Stated task 1:
Answer these questions about the rules, one answer per line:
(a) What check must you make to spot an enemy that is hiding?
(b) On a square grid battle map, which word takes the place of "hex"?
(c) What color highlight shows the radius expanded to 2x2 hex around the user?

Page:
5. Dealing With Hidden and Covered Targets
If you cannot see an enemy, you cannot attack that enemy - unless of course you are using Blind Shot. Instead, you must first make a perception check to spot the enemy that is hiding, applying any penalties that may exist, which the GM will tell you about.
If the enemy is hidden behind an obstacle, the enemy is considered covered. You would first have to be on the same side of the obstacle as the enemy is. If the enemy is also hiding you will need to then make your perception checks. You simply cannot hit an enemy beyond or through an obstacle unless you are using an area of effect skill or spell that goes beyond the obstacle, which is up to GM discretion.
6. Using Skills and Spells
Using Skills and Spells is another action you can make during the active round. For the most part, this is pretty straight forward. You simply use the skill or spell by making the mastery check, and the describe what the skill or spell does. Some skills or spells will do damage, some will cause status effects, some will heal, and some will benefit you or your allies. You will need to spend the action costs and stat point costs, whether you are successful or not at using the skill or spell, and yes you can use minor elemental manipulations.
Perhaps the most confusing aspect of a spell or skill is the skill's area’s of effect. If a skill lists its area of effect as one by one (1 x 1) hex around the user, you would count out one hex from your identifier, all around your identifier, and the skill or spell would only affect those in the radius of the skill or spell. If you are using a square grid battle map, you simply substitute the word hex for the word square. It would still be 1 x 1 squares around the user. Here is an illustration on a 1x1 hex around the user.
1x1 Hex Area of Effect Example
As this example shows, even enemy targets can be in your radius of effect. If the skill affects all targets within the area of effect, then all targets will be affected, ally, enemy, and even you. If the skill is beneficial, the enemy will get that benefit. If the skill is harmful, your allies, and possibly even you, will get harmed. Sometimes however the skill will specifically say it only affects allies or enemies, so you need to understand the skill carefully and take a look at all who will be affected, before using the skill.
If the area of effect is larger than 1x1 hex around the user, you simply count out more hexes outward. Here is an example of an area of effect that is 2x2 hex around the user.
2x2 Hex Area of Effect Example
The green highlight shows the original example of 1x1 hex around the user. The purple highlight shows the radius expanded by 1 for 2x2 hex around the user. More targets are potentially effected in this example because the area of effect for this skill is larger.
The same rules apply if you are using a skill that has an area of effect but you can target the skill on another target, presumably an enemy target. Instead of counting outward from your identifier, you would count outward from the target’s identifier. Of course some area of effect skills may be able to be targeted around allies and not enemy targets or yourself.
Placed Radius Area of Effect Example
Some skills can be placed and even have a range as to how far the center of the skill’s area of effect can be placed. For example, if a skill has a range of 5 hex and an area of effect of 1x1 hex, then you would count out five hexes from you to place the center of the skill, and 1 hex away from the center of the skill around the center.

Given records:

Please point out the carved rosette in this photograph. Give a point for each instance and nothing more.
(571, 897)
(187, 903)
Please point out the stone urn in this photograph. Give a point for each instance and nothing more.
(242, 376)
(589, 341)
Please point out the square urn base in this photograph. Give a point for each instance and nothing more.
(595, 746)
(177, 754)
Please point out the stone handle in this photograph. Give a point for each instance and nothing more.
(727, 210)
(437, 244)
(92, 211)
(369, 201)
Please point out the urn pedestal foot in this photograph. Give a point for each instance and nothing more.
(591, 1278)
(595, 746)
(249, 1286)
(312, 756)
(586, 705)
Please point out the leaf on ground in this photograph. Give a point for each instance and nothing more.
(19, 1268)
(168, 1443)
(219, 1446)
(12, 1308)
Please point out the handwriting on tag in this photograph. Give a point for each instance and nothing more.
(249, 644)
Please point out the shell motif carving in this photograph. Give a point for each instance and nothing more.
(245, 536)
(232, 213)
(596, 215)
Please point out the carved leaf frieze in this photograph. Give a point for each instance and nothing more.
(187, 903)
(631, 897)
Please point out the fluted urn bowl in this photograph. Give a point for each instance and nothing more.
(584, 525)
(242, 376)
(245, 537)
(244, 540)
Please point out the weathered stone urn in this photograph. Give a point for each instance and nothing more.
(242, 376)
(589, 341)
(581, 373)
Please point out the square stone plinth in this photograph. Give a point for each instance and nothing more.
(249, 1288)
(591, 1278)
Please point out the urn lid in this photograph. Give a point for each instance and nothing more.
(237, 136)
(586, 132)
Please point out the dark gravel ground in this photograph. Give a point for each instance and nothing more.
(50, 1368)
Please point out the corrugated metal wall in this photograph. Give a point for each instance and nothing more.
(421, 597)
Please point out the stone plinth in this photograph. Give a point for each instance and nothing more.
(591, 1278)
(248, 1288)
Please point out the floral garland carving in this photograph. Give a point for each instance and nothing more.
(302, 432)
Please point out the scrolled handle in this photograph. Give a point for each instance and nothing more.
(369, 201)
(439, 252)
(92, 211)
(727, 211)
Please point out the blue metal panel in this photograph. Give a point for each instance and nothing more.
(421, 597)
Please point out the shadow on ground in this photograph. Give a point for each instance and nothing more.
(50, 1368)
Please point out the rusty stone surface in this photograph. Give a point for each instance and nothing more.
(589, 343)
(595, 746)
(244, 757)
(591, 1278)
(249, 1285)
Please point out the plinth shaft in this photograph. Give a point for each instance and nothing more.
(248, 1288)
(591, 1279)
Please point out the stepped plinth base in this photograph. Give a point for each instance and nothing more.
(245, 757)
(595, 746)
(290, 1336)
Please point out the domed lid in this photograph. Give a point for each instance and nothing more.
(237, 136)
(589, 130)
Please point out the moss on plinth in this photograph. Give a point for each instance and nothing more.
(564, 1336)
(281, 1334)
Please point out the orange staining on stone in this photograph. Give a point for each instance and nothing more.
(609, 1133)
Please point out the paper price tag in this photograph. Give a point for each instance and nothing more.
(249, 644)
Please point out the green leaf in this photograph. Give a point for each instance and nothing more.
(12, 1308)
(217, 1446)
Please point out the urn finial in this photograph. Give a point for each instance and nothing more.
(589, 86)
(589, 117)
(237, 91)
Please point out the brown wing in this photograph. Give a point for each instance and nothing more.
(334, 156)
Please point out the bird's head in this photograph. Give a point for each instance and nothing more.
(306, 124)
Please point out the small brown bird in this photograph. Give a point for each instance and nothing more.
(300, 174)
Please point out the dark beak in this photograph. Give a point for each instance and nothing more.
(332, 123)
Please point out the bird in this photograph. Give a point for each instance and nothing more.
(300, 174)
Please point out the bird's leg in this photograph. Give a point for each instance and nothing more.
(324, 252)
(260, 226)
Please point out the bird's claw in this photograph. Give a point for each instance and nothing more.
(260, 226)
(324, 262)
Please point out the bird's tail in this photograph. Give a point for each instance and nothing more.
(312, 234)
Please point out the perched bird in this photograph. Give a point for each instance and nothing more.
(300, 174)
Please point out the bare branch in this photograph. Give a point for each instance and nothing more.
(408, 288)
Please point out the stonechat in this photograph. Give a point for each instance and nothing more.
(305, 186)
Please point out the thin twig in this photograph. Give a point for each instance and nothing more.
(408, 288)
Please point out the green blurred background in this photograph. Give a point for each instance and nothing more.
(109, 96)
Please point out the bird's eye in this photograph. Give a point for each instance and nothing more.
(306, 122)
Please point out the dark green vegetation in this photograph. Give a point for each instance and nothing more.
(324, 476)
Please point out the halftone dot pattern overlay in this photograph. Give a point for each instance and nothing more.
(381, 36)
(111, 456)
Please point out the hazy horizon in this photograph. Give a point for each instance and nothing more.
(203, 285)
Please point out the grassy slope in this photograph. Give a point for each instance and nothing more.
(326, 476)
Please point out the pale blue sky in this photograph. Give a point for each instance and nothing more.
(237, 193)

--

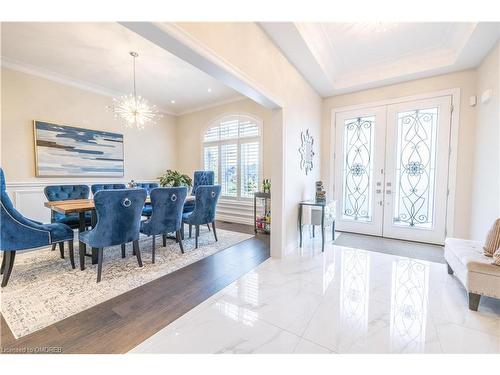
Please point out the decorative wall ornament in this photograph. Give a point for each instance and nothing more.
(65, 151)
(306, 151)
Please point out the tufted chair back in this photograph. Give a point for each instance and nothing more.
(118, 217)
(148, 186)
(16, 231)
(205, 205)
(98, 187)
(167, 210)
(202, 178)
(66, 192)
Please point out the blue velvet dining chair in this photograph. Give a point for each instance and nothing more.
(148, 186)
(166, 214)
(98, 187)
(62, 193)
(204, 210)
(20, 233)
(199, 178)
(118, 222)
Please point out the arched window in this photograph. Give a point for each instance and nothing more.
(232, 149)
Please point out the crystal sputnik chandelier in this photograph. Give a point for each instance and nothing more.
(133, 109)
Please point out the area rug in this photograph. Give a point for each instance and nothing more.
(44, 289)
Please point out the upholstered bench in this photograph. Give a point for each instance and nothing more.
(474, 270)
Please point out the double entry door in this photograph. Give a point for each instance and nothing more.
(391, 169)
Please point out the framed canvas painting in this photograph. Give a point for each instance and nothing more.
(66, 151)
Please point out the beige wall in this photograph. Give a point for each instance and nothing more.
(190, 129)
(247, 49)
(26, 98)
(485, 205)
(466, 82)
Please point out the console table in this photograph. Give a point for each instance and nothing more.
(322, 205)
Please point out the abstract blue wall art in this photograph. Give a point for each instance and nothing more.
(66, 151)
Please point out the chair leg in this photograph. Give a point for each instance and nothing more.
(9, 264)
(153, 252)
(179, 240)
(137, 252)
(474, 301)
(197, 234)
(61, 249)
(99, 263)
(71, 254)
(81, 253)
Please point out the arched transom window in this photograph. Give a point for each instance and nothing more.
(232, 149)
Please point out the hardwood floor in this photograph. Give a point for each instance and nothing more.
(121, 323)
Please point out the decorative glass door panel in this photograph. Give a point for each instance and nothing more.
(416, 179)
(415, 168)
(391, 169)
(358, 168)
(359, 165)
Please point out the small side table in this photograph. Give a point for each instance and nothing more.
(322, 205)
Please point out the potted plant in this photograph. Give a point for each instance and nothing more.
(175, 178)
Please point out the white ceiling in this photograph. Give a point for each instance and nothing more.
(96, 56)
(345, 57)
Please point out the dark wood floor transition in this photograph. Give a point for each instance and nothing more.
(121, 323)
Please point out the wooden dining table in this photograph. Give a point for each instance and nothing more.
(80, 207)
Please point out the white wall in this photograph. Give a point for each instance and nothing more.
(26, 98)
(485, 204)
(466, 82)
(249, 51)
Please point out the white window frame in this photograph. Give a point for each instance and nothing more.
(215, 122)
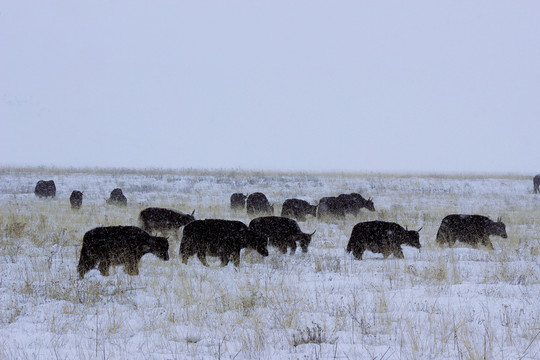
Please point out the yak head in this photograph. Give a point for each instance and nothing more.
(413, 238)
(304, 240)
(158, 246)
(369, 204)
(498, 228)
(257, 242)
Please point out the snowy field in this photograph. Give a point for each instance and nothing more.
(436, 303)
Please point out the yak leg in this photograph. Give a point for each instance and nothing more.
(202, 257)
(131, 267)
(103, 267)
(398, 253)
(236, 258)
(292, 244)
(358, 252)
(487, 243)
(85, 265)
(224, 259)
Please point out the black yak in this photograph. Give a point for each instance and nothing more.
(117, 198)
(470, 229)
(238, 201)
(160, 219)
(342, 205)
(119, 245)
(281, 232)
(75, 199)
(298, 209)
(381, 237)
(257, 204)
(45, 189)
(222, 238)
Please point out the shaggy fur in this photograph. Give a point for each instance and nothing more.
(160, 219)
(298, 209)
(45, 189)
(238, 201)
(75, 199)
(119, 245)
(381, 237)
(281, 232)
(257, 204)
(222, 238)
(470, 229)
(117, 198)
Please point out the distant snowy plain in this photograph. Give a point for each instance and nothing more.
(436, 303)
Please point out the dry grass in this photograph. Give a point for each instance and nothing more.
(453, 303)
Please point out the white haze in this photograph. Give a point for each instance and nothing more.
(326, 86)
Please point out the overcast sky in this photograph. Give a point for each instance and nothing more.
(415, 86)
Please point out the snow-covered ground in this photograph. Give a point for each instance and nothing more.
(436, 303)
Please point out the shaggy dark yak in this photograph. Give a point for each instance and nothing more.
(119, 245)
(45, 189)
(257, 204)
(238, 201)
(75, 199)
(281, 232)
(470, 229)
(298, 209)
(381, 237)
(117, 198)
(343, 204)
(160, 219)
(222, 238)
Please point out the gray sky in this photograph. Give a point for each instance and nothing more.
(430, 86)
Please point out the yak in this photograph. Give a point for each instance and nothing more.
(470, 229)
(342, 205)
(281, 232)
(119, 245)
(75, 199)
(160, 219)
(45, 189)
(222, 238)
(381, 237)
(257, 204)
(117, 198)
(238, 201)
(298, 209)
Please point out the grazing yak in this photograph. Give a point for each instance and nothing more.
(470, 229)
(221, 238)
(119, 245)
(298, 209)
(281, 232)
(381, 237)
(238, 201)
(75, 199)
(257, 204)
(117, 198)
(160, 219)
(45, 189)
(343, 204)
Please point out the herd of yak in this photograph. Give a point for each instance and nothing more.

* * *

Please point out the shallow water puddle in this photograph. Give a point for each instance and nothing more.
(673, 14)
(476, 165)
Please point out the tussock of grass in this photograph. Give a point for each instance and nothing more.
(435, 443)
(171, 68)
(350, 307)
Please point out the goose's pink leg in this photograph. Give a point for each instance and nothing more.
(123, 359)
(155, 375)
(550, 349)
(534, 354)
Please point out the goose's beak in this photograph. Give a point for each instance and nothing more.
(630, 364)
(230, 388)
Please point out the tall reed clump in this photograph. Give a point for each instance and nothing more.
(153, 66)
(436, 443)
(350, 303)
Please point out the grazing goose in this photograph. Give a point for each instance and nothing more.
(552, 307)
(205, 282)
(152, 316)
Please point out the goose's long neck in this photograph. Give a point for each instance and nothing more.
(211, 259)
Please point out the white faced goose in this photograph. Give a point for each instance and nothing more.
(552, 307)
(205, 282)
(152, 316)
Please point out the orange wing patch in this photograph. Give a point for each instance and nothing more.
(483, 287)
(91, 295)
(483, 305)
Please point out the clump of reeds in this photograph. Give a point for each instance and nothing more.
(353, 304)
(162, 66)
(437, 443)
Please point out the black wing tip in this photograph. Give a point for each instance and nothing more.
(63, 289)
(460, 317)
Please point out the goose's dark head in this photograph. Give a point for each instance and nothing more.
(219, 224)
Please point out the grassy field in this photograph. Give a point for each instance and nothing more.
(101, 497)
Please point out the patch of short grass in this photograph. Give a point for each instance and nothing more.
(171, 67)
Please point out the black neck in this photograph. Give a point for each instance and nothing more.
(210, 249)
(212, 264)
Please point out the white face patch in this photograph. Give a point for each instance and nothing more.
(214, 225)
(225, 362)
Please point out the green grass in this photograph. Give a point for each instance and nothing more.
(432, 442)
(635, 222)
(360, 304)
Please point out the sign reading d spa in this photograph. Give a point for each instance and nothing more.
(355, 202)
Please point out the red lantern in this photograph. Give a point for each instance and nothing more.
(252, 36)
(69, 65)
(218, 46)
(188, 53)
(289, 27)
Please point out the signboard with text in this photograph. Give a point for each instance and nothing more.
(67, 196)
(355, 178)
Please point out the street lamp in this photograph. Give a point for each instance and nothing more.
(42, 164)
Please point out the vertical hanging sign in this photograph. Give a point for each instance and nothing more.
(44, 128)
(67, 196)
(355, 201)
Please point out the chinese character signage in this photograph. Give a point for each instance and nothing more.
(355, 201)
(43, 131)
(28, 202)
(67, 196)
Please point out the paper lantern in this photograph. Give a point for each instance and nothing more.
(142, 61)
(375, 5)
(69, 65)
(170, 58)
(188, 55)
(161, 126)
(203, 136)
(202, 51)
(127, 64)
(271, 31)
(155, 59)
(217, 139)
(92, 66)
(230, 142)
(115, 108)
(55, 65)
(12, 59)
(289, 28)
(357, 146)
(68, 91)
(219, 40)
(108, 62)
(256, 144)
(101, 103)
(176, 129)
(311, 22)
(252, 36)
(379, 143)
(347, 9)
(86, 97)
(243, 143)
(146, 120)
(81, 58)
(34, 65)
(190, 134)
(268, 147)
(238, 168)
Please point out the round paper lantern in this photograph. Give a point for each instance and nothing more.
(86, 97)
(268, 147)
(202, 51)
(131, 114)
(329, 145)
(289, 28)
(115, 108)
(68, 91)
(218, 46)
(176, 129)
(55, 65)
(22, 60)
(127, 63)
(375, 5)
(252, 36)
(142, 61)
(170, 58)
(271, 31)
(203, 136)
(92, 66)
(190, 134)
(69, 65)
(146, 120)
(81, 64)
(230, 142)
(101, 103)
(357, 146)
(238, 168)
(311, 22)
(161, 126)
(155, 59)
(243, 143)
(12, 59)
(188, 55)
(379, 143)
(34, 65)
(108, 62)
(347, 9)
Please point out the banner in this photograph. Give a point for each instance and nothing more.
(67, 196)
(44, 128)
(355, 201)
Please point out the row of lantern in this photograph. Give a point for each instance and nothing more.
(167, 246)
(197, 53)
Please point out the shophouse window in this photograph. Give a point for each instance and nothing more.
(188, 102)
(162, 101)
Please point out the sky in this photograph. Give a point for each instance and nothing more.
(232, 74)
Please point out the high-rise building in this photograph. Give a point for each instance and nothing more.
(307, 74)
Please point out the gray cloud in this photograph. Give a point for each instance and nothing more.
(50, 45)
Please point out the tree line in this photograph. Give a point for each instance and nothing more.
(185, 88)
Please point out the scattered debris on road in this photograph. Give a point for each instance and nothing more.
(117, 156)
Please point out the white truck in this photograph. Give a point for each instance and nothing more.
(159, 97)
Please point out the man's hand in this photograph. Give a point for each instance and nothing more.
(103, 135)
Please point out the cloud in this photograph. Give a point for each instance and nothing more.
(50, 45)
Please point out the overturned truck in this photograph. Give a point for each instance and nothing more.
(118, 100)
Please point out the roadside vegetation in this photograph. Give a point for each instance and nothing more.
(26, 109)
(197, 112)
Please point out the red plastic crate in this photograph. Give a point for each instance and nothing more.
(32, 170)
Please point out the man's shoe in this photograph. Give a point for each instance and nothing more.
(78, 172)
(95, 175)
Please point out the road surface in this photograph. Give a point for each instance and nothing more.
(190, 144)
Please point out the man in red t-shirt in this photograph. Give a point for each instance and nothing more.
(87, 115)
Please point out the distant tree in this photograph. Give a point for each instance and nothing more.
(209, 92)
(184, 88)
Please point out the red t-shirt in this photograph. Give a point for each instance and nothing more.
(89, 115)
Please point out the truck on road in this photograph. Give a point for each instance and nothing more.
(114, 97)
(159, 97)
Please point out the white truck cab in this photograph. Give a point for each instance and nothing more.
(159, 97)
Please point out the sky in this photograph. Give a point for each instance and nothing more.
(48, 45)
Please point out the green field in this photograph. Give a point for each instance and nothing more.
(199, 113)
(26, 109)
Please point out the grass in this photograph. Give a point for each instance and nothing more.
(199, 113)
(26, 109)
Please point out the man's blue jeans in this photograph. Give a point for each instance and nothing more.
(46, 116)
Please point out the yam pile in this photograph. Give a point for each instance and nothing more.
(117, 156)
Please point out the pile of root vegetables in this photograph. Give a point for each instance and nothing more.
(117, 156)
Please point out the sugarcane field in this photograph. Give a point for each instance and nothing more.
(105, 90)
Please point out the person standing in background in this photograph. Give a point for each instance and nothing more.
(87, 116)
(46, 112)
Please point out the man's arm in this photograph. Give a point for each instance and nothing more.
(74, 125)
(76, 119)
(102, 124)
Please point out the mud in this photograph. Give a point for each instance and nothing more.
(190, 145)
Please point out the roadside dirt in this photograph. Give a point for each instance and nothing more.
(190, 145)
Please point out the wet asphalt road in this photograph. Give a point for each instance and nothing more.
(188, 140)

Stated task 2:
How many lines of the entries contain the string "clump"? Case counts, and the reply should be the number alone.

Finished answer 1:
(a) A perception check.
(b) Square.
(c) Purple.

Finished answer 2:
2